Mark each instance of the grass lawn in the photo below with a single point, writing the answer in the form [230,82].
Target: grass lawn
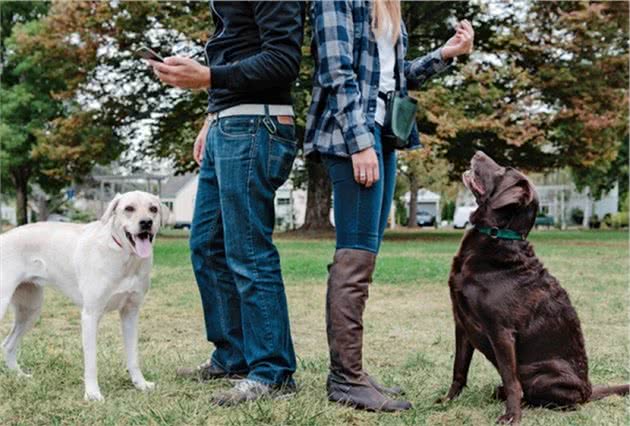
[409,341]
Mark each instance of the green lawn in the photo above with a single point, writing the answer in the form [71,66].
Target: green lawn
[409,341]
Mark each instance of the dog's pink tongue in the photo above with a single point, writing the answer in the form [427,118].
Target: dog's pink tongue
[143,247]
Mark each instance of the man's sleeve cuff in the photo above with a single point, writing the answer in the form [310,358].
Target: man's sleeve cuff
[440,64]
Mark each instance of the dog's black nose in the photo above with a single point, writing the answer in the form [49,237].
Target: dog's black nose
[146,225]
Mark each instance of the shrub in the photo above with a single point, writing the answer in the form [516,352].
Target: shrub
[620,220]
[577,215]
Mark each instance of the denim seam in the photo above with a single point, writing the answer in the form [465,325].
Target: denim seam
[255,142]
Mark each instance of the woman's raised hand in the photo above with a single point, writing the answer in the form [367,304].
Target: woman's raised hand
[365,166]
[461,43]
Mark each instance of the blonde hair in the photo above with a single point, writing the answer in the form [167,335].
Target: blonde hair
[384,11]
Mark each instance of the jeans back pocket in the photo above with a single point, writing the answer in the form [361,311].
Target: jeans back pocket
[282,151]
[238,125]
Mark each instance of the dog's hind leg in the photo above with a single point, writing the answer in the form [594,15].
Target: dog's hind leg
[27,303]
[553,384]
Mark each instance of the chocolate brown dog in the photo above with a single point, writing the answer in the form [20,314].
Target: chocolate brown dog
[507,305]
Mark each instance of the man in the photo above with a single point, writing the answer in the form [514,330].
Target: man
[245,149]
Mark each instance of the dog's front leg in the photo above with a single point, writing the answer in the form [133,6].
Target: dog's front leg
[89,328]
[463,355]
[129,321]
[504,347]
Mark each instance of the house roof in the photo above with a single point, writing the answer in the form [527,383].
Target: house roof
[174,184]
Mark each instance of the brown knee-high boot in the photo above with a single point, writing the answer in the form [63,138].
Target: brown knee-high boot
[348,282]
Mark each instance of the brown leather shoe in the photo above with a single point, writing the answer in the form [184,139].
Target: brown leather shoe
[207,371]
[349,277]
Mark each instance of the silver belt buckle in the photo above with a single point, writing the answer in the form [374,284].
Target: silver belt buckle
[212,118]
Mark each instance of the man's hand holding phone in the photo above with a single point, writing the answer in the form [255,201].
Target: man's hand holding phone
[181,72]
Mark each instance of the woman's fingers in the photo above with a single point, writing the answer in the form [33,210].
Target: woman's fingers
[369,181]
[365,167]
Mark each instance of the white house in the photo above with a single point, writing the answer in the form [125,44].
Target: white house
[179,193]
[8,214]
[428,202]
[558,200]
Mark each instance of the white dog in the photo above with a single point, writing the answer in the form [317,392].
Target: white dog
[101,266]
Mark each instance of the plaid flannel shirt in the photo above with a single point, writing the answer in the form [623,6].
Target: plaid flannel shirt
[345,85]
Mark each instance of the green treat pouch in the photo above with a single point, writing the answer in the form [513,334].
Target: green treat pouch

^^^^^^^^^^^^^^^^

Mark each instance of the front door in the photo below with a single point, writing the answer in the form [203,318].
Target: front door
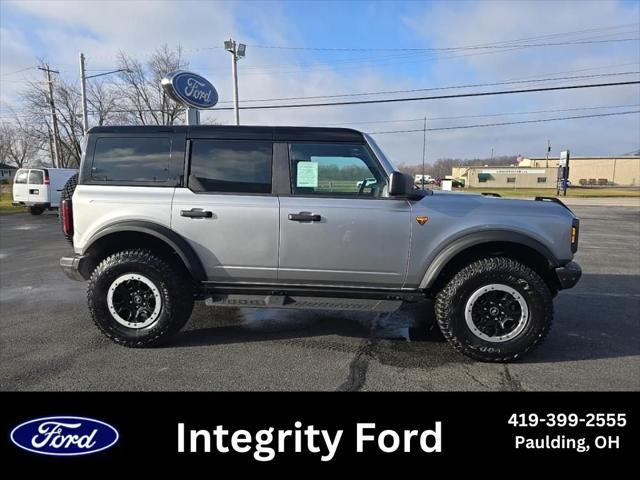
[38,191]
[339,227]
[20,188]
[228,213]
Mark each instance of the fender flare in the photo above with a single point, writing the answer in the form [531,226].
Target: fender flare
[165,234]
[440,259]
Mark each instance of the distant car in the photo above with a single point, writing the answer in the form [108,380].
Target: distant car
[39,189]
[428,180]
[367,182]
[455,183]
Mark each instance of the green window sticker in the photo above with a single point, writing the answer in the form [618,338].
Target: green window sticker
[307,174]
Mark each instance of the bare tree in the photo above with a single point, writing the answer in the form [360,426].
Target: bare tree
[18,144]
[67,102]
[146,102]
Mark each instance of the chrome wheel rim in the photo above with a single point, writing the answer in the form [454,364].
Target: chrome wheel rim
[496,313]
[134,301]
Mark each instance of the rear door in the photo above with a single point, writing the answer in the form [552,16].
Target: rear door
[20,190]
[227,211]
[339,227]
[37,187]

^^^^^^^^^^^^^^^^

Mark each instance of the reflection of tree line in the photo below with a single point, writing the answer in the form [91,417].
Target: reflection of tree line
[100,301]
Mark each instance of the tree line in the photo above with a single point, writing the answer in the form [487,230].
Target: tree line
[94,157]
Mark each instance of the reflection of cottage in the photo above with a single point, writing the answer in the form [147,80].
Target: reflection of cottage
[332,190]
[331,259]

^^^^^^^^^^^^^^^^

* [Treść zadania]:
Przepisz wiersze, zaczynając od tego, który zawiera „Mark each instance of the silver”, a kończąc na tym, który zawiera „Target: green treat pouch”. Zastąp w nich „plaid flannel shirt” przez „denim jacket”, a resztę pozostaw bez zmian.

* [Rozwiązanie zadania]:
Mark each instance of the silver belt buckle in the photo above with a single point, writing the answer in the form [374,284].
Target: silver belt buckle
[212,118]
Mark each instance of the man's hand holding phone in the photo above with a single point, writing the answer in the form [255,201].
Target: man's hand holding phone
[181,72]
Mark each instance of the woman's fingers in the photo above with a single point, writing the answer in the form [33,210].
Target: woman's fingers
[369,181]
[365,167]
Mark each instance of the white house in the photo above with a single point, writing the answer in the form [125,44].
Target: white house
[179,193]
[8,214]
[428,202]
[558,200]
Mark each instance of the white dog in the photo above with a single point, writing the answer in the form [317,392].
Target: white dog
[101,266]
Mark each instance of the denim jacket in the photo above with a single point, writing the answer in the form [623,6].
Target: denim jacket
[345,85]
Mark each instance of the green treat pouch in the photo above with a single point, writing the answer in the form [513,334].
Target: green treat pouch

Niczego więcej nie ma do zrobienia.